**SUPPLIED DATA:**
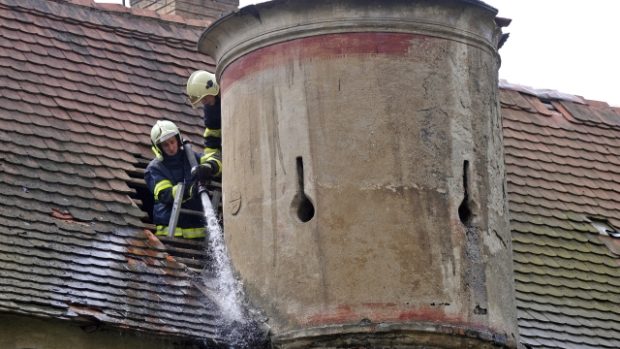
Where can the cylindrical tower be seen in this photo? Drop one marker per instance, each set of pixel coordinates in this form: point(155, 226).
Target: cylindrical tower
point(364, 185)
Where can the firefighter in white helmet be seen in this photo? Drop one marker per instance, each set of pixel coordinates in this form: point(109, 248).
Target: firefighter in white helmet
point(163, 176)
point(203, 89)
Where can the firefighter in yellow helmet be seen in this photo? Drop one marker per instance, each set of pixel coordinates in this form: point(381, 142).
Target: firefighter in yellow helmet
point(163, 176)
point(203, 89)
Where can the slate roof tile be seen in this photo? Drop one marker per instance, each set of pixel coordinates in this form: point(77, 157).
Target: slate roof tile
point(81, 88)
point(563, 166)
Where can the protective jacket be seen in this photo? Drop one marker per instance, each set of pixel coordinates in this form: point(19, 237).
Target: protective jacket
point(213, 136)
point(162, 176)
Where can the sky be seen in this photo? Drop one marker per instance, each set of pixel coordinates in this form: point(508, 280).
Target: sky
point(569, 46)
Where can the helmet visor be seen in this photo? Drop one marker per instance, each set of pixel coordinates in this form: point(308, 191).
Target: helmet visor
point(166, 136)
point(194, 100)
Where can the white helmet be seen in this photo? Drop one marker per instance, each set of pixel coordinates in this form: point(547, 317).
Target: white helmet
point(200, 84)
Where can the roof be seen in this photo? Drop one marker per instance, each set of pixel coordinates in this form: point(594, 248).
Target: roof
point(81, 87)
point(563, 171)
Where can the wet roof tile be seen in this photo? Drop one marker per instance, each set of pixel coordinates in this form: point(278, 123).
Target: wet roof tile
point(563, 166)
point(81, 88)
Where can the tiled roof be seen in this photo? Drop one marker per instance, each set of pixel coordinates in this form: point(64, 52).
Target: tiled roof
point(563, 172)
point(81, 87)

==

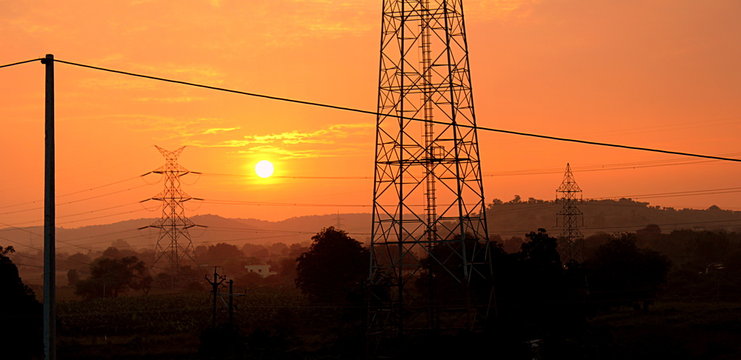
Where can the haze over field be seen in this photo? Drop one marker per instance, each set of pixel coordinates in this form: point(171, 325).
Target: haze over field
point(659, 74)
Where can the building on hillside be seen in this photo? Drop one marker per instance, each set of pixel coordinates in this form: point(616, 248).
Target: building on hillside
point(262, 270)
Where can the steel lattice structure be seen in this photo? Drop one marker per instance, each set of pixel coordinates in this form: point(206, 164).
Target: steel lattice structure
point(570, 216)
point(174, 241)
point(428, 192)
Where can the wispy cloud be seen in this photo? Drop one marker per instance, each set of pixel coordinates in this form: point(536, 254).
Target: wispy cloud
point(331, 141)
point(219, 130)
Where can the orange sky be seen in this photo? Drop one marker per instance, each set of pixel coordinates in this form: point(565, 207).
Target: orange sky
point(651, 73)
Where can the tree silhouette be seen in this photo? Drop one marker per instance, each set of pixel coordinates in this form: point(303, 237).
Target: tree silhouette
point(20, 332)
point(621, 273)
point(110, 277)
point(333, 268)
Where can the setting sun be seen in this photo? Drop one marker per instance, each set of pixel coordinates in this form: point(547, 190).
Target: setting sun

---

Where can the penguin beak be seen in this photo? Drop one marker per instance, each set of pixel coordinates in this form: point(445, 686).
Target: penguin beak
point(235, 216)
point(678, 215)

**TASK STATEMENT:**
Find where the line with "Where can the wispy" sits in the material above, then copy exactly from it through the line with "Target: setting sun". Add no other line.

**RESPONSE TO THE EXERCISE:**
Where can the wispy cloud be seen in this photo? Drop one marker per instance, each set of pixel coordinates in this form: point(536, 254).
Target: wispy cloud
point(331, 141)
point(219, 130)
Where can the orange sky be seen in this photo? Drop one marker per instance, each set of pixel coordinates in this form: point(565, 207).
Target: orange sky
point(651, 73)
Where can the tree silhouette be seen in this photo? Drop one marker per instance, each set of pixel coordinates in this form: point(303, 237).
Target: tree silhouette
point(20, 332)
point(621, 273)
point(110, 277)
point(333, 268)
Where can the setting sun be seen in this photo? Drop one marker per instance, each set of pixel coordinates in this form: point(547, 190).
Target: setting sun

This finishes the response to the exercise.